PARTI DELL'ESERCIZIO
1. Riassuma in due frasi il brano sul libro «Lingue di fuoco».
2. Prosegua il brano sul libro «Lingue di fuoco» a partire dalla sua ultima frase.

BRANO DI TESTO
+---+

Sulla traccia delle parole di luce e di caloreUna vibrante massa di fuoco sulla copertina dell’agile libro Lingue di fuoco.
Parole dal cratere del mondo (Gabrielli editori, 2025) è un buon indizio
riguardo al viaggio intrapreso dalle autrici, l’etnografa Maria Livia Alga e la
teologa Lucia Vantini. Si tratta infatti di un particolare della mappa del
pianeta Terra tratta dal Mundus subterraneus (1665) dell’enciclopedico
scienziato gesuita Athanasius Kircher, dove si illustra il nucleo incandescente
terrestre, da cui si diramano reticoli sotterranei nel quali confluiscono
vortici oceanici e dai quali risalgono lava e acqua. Non importa quanto le
teorie di Kircher siano scientificamente veritiere alla luce delle scoperte
successive, conta la sua visione del nostro pianeta come un grande organismo nel
quale tutto è interconnesso, visione per molti versi affine al modello più
recente degli ecosistemi alla luce dell’epistemologia cibernetica, un modo di
pensare in termini di relazioni, interazioni, connessioni e contesto.

+---+

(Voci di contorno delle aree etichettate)

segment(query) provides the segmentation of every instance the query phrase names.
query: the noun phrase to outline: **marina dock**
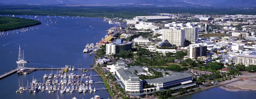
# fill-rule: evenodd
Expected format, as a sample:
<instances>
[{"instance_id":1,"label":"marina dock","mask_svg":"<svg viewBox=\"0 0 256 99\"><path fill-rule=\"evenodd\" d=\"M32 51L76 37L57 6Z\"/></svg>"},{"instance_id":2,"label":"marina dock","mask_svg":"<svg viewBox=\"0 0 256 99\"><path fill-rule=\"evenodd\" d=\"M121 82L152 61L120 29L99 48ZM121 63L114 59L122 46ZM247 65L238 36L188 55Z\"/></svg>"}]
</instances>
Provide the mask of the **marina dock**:
<instances>
[{"instance_id":1,"label":"marina dock","mask_svg":"<svg viewBox=\"0 0 256 99\"><path fill-rule=\"evenodd\" d=\"M28 69L30 70L34 70L32 71L34 71L36 70L60 70L60 71L59 71L59 73L63 73L64 72L64 70L65 69L65 68L32 68L32 67L24 67L24 69ZM82 70L83 69L87 69L88 70L94 70L94 69L92 68L76 68L76 69L77 69L79 70ZM12 70L11 71L8 72L6 72L4 74L0 75L0 80L6 77L7 77L8 76L11 75L12 74L14 74L15 73L17 72L19 70L19 69L18 68L17 68L16 69L13 70ZM30 73L32 72L29 72L29 73ZM100 75L92 75L92 76L99 76Z\"/></svg>"},{"instance_id":2,"label":"marina dock","mask_svg":"<svg viewBox=\"0 0 256 99\"><path fill-rule=\"evenodd\" d=\"M12 70L12 71L8 72L7 72L5 73L4 74L2 75L1 76L0 76L0 80L1 80L3 78L4 78L5 77L8 76L9 75L10 75L14 73L16 73L16 72L17 72L17 71L18 71L18 69L17 68L14 70Z\"/></svg>"}]
</instances>

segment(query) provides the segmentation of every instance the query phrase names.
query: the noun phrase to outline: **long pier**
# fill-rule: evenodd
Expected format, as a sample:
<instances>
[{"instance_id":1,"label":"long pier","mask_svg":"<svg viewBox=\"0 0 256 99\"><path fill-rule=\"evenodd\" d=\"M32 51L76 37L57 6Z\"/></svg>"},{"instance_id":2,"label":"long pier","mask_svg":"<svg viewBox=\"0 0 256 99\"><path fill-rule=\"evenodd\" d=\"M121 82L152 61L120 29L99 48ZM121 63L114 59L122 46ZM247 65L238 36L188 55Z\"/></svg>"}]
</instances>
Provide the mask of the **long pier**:
<instances>
[{"instance_id":1,"label":"long pier","mask_svg":"<svg viewBox=\"0 0 256 99\"><path fill-rule=\"evenodd\" d=\"M63 72L65 68L32 68L32 67L25 67L25 69L34 69L36 70L60 70L59 73ZM82 70L84 69L87 69L88 70L94 70L94 69L92 68L75 68L76 69L78 69L79 70ZM12 74L14 74L17 72L18 71L19 69L16 68L16 69L12 70L11 71L6 72L4 74L0 75L0 80L2 79L5 77L6 77ZM94 75L94 76L97 76L97 75Z\"/></svg>"},{"instance_id":2,"label":"long pier","mask_svg":"<svg viewBox=\"0 0 256 99\"><path fill-rule=\"evenodd\" d=\"M18 71L18 70L19 70L19 69L18 68L17 68L14 70L12 70L12 71L7 72L5 73L4 74L2 75L1 76L0 76L0 80L1 80L3 78L4 78L5 77L8 76L9 75L10 75L12 74L16 73L16 72L17 72L17 71Z\"/></svg>"}]
</instances>

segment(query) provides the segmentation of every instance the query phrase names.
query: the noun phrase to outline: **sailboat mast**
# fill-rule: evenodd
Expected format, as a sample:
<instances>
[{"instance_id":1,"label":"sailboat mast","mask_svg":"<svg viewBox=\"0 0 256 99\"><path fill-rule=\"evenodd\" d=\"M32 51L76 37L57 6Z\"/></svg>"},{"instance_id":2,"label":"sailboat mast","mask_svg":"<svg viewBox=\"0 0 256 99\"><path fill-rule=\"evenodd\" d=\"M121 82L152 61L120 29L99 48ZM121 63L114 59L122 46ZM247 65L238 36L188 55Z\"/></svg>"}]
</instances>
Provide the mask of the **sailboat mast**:
<instances>
[{"instance_id":1,"label":"sailboat mast","mask_svg":"<svg viewBox=\"0 0 256 99\"><path fill-rule=\"evenodd\" d=\"M23 52L22 52L23 53L22 53L23 55L22 55L22 58L23 59L23 60L24 60L24 50L23 50Z\"/></svg>"},{"instance_id":2,"label":"sailboat mast","mask_svg":"<svg viewBox=\"0 0 256 99\"><path fill-rule=\"evenodd\" d=\"M20 46L19 46L19 55L18 58L18 61L19 61L21 58L21 50Z\"/></svg>"}]
</instances>

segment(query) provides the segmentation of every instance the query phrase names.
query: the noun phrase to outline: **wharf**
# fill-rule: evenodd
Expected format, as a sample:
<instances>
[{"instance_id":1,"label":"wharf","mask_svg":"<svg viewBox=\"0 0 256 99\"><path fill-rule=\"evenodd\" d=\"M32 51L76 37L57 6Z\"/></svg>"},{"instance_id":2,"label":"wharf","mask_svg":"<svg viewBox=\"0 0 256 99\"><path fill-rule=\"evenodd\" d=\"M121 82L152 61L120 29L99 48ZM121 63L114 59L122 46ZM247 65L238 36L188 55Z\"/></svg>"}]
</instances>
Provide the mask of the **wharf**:
<instances>
[{"instance_id":1,"label":"wharf","mask_svg":"<svg viewBox=\"0 0 256 99\"><path fill-rule=\"evenodd\" d=\"M34 71L35 71L36 70L61 70L59 73L63 73L64 72L64 70L65 70L65 68L31 68L31 67L25 67L24 68L27 69L31 69L31 70L34 70L34 71L33 71L32 72ZM87 69L88 70L94 70L94 69L92 68L76 68L76 69L78 69L79 70L82 70L84 69ZM14 73L15 73L19 70L19 69L16 68L16 69L12 70L11 71L8 72L6 72L4 74L2 75L0 75L0 80ZM32 72L29 72L29 73L30 73ZM97 76L99 75L94 75L95 76Z\"/></svg>"},{"instance_id":2,"label":"wharf","mask_svg":"<svg viewBox=\"0 0 256 99\"><path fill-rule=\"evenodd\" d=\"M7 77L11 75L12 74L17 72L17 71L18 71L18 70L19 69L18 68L17 68L14 70L12 70L12 71L8 72L0 76L0 80L4 78L5 77Z\"/></svg>"}]
</instances>

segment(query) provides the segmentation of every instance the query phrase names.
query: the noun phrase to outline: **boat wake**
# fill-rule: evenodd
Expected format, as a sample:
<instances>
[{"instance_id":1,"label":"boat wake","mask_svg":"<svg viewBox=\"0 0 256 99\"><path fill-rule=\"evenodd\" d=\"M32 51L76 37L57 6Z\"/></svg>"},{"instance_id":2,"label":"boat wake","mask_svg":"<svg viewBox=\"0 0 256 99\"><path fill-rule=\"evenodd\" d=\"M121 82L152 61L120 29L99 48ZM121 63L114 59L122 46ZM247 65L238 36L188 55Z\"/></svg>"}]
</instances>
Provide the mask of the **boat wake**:
<instances>
[{"instance_id":1,"label":"boat wake","mask_svg":"<svg viewBox=\"0 0 256 99\"><path fill-rule=\"evenodd\" d=\"M95 28L95 27L92 27L91 25L89 25L89 26L90 26L90 27L91 27L91 29L93 29L93 28Z\"/></svg>"}]
</instances>

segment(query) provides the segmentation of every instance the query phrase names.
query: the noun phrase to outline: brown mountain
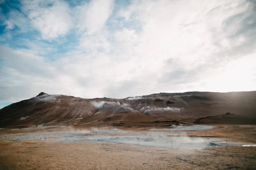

+---+

INSIEME DELLE RISPOSTE
1. La copertina del libro Lingue di fuoco. Parole dal cratere del mondo, scritto dall'etnografa Maria Livia Alga e dalla teologa Lucia Vantini, riproduce un particolare della mappa della Terra tratta dal Mundus subterraneus (1665) del gesuita Athanasius Kircher, che illustra il nucleo incandescente del pianeta e i reticoli sotterranei che se ne diramano. Più della veridicità scientifica delle teorie di Kircher conta la sua visione del pianeta come un grande organismo interconnesso, affine al modello recente degli ecosistemi, che invita a pensare in termini di relazioni, interazioni, connessioni e contesto.

2.
Dall’ Introduzione si apprende che l’approdo al volume Lingue di fuoco giunge da
un percorso inaugurato a Camaldoli nel 2023 durante un seminario del
Coordinamento Teologhe Italiane intorno alla cura del mondo alla prova della
crisi, al quale assistettero le editrici Cecilia e Lucia Gabrielli interessate
all’intreccio spiritualità-ecologia-femminismi, e proseguito nello stesso anno a
Verona con l’intervento delle autrici, dal titolo Tutto deve passare dal fuoco.
Per una poetica della luce, al Grande Seminario della comunità filosofica
femminile Diotima centrato sulle trame invisibili nella realtà contemporanea.
L’intento finale ruota intorno alla scommessa di enucleare la potenza
terapeutica e rigeneratrice di lingue di fuoco reperendole «nei crateri del
mondo, dove pulsa la vita che anela alla luce ma anche dove si annida l’orrore
che consuma ogni forma di resistenza costruttiva» (p. 10).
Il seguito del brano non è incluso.